**WRITTEN PROBLEM**:
Set each record down exactly, excluding all images.
— START OF RECORDS PROVIDED —
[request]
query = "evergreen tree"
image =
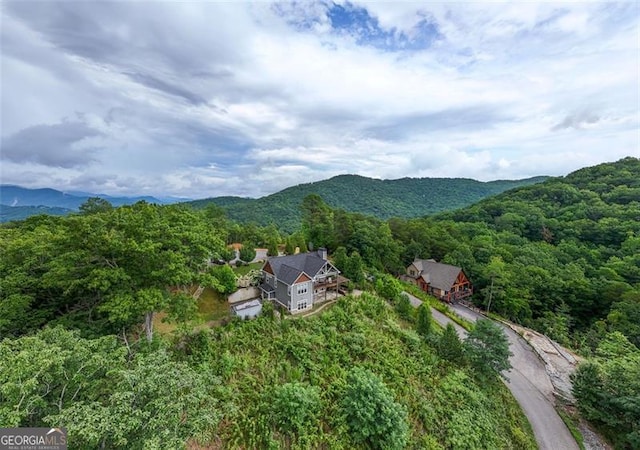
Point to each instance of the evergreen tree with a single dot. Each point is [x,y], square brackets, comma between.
[487,349]
[374,418]
[449,346]
[424,325]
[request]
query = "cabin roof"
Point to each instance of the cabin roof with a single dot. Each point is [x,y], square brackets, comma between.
[439,275]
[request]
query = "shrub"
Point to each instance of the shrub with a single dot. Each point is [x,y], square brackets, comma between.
[373,416]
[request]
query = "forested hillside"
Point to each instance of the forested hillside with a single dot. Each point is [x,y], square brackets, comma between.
[561,256]
[77,307]
[17,203]
[406,197]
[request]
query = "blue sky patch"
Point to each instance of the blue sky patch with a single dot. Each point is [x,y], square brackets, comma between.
[366,29]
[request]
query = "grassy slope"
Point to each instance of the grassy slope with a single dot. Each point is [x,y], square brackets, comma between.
[447,408]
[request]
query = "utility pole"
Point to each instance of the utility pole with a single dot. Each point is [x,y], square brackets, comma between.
[490,295]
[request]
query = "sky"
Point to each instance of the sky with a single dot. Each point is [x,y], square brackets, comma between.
[204,99]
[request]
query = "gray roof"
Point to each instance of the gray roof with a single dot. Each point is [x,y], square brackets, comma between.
[267,288]
[247,305]
[289,268]
[438,275]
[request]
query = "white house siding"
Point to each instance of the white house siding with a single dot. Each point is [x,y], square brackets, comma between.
[307,296]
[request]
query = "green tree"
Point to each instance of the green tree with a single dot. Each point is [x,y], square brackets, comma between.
[388,287]
[449,346]
[224,279]
[403,306]
[625,316]
[272,247]
[487,349]
[424,325]
[247,252]
[290,246]
[607,390]
[374,418]
[355,268]
[317,222]
[48,372]
[295,407]
[153,402]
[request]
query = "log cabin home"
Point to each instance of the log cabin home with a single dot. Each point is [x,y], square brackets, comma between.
[444,281]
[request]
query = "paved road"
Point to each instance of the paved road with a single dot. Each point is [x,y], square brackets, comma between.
[528,382]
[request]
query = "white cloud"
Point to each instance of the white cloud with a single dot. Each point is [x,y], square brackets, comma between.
[201,99]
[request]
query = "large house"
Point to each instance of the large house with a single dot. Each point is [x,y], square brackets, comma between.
[447,282]
[299,281]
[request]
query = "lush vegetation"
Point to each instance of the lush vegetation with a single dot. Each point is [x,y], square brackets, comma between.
[105,271]
[355,376]
[561,256]
[407,197]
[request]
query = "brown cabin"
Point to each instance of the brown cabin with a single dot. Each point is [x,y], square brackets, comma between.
[447,282]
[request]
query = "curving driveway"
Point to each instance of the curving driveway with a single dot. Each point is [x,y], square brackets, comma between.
[528,382]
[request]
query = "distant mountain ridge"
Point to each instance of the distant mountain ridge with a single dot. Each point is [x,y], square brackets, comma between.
[405,197]
[18,203]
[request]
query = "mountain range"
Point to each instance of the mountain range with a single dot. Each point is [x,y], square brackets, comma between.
[18,203]
[406,197]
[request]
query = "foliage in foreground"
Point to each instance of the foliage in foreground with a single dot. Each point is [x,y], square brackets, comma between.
[353,351]
[607,389]
[351,377]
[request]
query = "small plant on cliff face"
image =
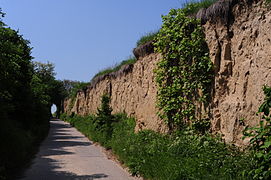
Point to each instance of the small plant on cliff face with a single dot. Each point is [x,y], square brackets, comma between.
[192,7]
[104,120]
[185,72]
[146,38]
[261,139]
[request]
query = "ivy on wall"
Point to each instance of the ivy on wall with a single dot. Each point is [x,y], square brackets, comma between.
[184,74]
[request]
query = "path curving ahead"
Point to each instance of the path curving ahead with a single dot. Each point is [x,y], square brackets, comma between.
[66,154]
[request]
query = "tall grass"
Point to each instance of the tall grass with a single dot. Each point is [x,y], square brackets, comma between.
[130,60]
[180,156]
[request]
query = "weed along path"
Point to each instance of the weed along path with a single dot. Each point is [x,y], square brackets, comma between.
[68,155]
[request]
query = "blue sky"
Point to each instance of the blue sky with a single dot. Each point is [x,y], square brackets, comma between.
[82,37]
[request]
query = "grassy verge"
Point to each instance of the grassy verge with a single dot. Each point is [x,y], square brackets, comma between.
[155,156]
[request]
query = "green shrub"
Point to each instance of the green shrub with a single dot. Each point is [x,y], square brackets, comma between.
[192,7]
[183,155]
[185,72]
[146,38]
[261,139]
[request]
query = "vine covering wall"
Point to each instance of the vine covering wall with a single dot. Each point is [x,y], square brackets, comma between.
[184,74]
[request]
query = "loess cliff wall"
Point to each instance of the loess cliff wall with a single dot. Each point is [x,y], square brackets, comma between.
[132,90]
[240,48]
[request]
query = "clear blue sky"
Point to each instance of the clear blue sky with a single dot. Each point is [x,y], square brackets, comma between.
[82,37]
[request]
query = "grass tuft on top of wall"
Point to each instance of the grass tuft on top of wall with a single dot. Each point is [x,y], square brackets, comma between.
[130,60]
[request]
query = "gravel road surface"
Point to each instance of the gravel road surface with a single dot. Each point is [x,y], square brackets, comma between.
[66,154]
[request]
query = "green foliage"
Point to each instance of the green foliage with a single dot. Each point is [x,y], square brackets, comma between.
[261,139]
[184,74]
[27,91]
[115,68]
[179,156]
[192,7]
[146,38]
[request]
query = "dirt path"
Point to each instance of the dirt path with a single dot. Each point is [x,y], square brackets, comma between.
[67,155]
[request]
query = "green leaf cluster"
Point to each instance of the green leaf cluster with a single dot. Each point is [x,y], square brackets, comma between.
[27,91]
[184,74]
[261,139]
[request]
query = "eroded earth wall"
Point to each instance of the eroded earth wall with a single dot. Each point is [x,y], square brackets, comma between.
[241,52]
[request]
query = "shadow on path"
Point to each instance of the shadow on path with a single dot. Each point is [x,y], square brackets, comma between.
[48,164]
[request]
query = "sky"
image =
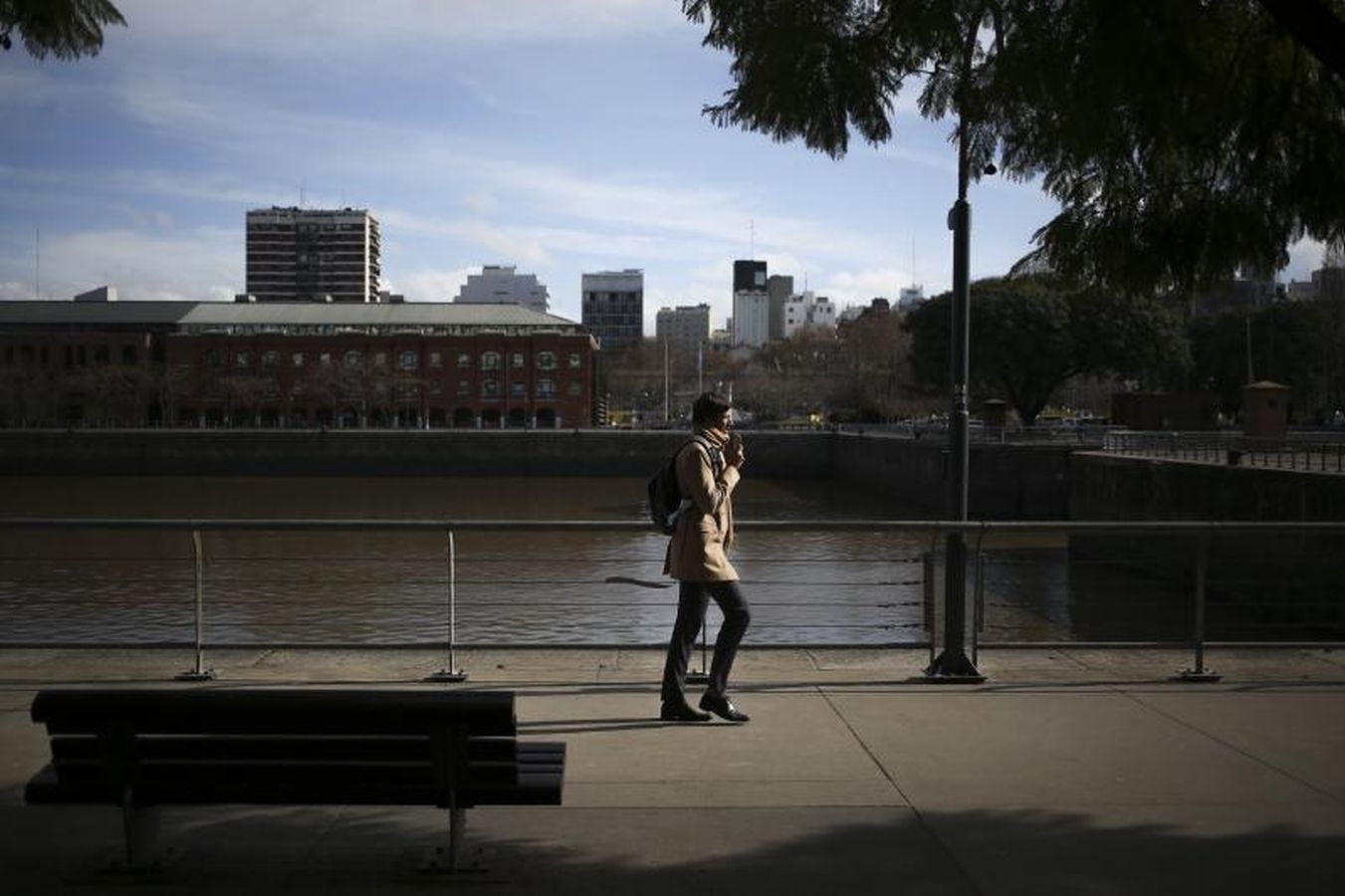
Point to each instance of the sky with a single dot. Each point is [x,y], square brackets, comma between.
[559,136]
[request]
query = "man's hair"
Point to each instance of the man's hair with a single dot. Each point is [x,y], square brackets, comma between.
[709,408]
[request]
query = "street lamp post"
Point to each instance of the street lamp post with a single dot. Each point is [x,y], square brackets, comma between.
[953,665]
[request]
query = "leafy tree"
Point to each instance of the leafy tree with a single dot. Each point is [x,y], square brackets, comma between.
[68,29]
[1029,336]
[1183,140]
[1299,344]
— END OF RECORDS PROVIDED —
**EXERCISE OUTPUT**:
[request]
query = "evergreen tree"
image =
Point to each instance of the evergreen tree with a single dot. Each point is [x,y], square brackets, comma between.
[487,349]
[374,418]
[449,346]
[424,325]
[request]
query = "cabin roof"
Point to each instance of the cabin roof with a single dot. Each point is [x,y], square brackets, comma between.
[439,275]
[request]
query = "shrub"
Point to each instance of the shrub with a single dot. Each point is [x,y], square brackets, comma between.
[373,416]
[request]
query = "forested hillside"
Point to each instance of the forested hillside with a single dot. Each point is [x,y], square brackets, comma between.
[561,256]
[77,307]
[17,203]
[406,197]
[request]
query = "blue sky patch"
Point to each instance of the blue sky patch with a single dot. Each point is [x,y], square brackets, comma between.
[366,29]
[request]
query = "grassy slope"
Point to each instance of the grassy slope with a single dot. Each point is [x,y], square brackets, comma between.
[447,408]
[request]
query = "utility pole"
Point to each instance of the utility pole with a single dot. Each point is [x,y], square brackets, comma between.
[490,295]
[request]
query = "sky"
Point to each instance of the sky with a single dot. Each point is [x,y], square brackets, comma between.
[204,99]
[request]
query = "gray roof"
Point to each instance of the gray roof with a single dot. Each point is [x,y], square brackets, comma between.
[267,288]
[247,305]
[289,268]
[438,275]
[request]
query = "white house siding"
Point to each instance of the white house siding with a single dot. Each point is [x,y], square brackets, comma between.
[307,296]
[request]
query = "green tree"
Point to each instance of the green tree with a single dot. Each point is [x,y], square brackets, comma between.
[388,287]
[449,346]
[224,279]
[403,306]
[625,316]
[272,247]
[487,349]
[424,325]
[247,252]
[290,246]
[607,390]
[374,418]
[355,268]
[317,222]
[48,372]
[295,407]
[153,402]
[request]
query = "log cabin home"
Point to each instance of the log cabin home with a single dot. Each point is [x,y], square brackets, comma between.
[444,281]
[request]
query = "paved road"
Point to each instance of the paved road with a single dot. Each point is [x,y], square brackets, comma between.
[528,382]
[request]
query = "white cloud"
Point to each instance of the white cloud with a single dot. Each point is [x,y], square brackets, comma between.
[201,99]
[request]
query = "large house"
Point to each instance of the large house with a single dot. Each point is [x,y], square brackets, comma between.
[447,282]
[299,281]
[request]
query = "lush vegetation"
Point to each instance of the lush vegetation with a single dot. Each point is [x,y], square brackets, comma between.
[105,271]
[355,376]
[561,256]
[407,197]
[request]
query = "brown cabin"
Point to each instance of the brown cabin with a single dot. Each point is [x,y], square brackets, comma between.
[447,282]
[request]
query = "curving driveway"
Point to each instance of the curving driveway with a single dot. Each point is [x,y], square brackets, comma between.
[528,382]
[request]
query = "distant mountain ridge"
Point to each instance of the distant mountain ridge with a single dot. Each point is [x,y], square brackets, comma between.
[405,197]
[18,203]
[request]
query = "mountain range"
Point to each instance of the mountain range with a single dot. Each point is [x,y], square brackets, comma between.
[18,203]
[406,197]
[request]
query = "foliage in foreground"
Point to each instance of the foliage in foreground with a single dot. Each point is [x,y], square brackets, comma between.
[353,351]
[607,389]
[351,377]
[request]
query = "small plant on cliff face"
image =
Point to each instance of the small plant on cliff face with a single dot. Each point is [x,y], square brackets, comma between.
[192,7]
[104,120]
[185,72]
[146,38]
[261,139]
[request]
query = "ivy on wall"
Point to each instance of the ivy on wall with a single dot. Each point is [x,y], square brackets, comma between.
[184,74]
[request]
query = "path curving ahead"
Point to each instance of the path curving ahead with a single dot. Each point is [x,y], square brackets, comma between.
[66,154]
[request]
query = "tall grass"
Point to each instance of the tall grass with a single dot. Each point is [x,y], square brackets, comma between.
[130,60]
[180,156]
[request]
query = "weed along path"
Point to each instance of the weed along path with a single dot. Each point is [x,y], square brackets, comma between.
[68,155]
[request]
query = "blue sky"
Point to each instance of the blue sky with a single dot. Each point is [x,y], square brackets, comma between.
[82,37]
[request]
query = "grassy verge"
Point to each instance of the grassy verge with a single dot. Each point is [x,y], square brackets, comma between.
[155,156]
[request]
query = "green shrub"
Point to each instance of the green shrub with a single dot. Each point is [x,y], square brackets, comma between.
[192,7]
[183,155]
[185,72]
[146,38]
[261,139]
[request]
query = "vine covering wall"
Point to each instance of the vine covering wall with a single dot. Each point is [x,y], square brackets, comma between.
[184,74]
[request]
query = "loess cliff wall"
Point to each instance of the loess cliff wall with a single dot. Each point is [x,y], square brackets, comma between.
[132,90]
[240,48]
[request]
query = "clear blue sky"
Point to each instance of the clear blue sky with a single dot. Each point is [x,y], square brackets, comma between.
[82,37]
[request]
query = "grass tuft on top of wall"
Point to each instance of the grass tuft on top of wall with a single dot. Each point is [x,y], square brackets, comma between.
[130,60]
[request]
query = "gravel road surface"
Point to each instance of the gravel road surface with a single dot. Each point is [x,y], square brackets, comma between.
[66,154]
[request]
query = "green foliage"
Point to each instance of the green foliage with a single dot. Each point is [x,y], square brackets, comma between.
[261,139]
[184,74]
[27,91]
[115,68]
[179,156]
[192,7]
[146,38]
[request]
query = "dirt path"
Point to each instance of the dirt path with a single dot. Each point is [x,y], square brackets, comma between.
[67,155]
[request]
query = "green leaf cluster"
Point to each instance of the green leaf cluster with a single dot. Each point is [x,y], square brackets, comma between.
[27,91]
[184,74]
[261,139]
[request]
query = "eroded earth wall"
Point to each instance of the eroded earth wall with a single dot. Each point is [x,y], square brackets, comma between.
[241,52]
[request]
query = "shadow on path"
Point to each instance of the shadow on path with a single dot. Each point is [x,y], square brackets, comma between.
[48,164]
[request]
query = "sky"
image =
Point to each instance of the sky with a single dot. Each point is [x,y], square brackets, comma between.
[559,136]
[request]
query = "man's hair"
Point to each instance of the man's hair with a single dot. Each point is [x,y], square brackets, comma between.
[709,408]
[request]
query = "street lamp post"
Point to each instance of the street lamp post with a single dot. Each point is [x,y], square brackets, comma between.
[953,665]
[request]
query = "leafy tree"
Point to each instance of the leafy tree with a single dot. Each point is [x,y], square brackets, comma between.
[68,29]
[1029,336]
[1183,140]
[1299,344]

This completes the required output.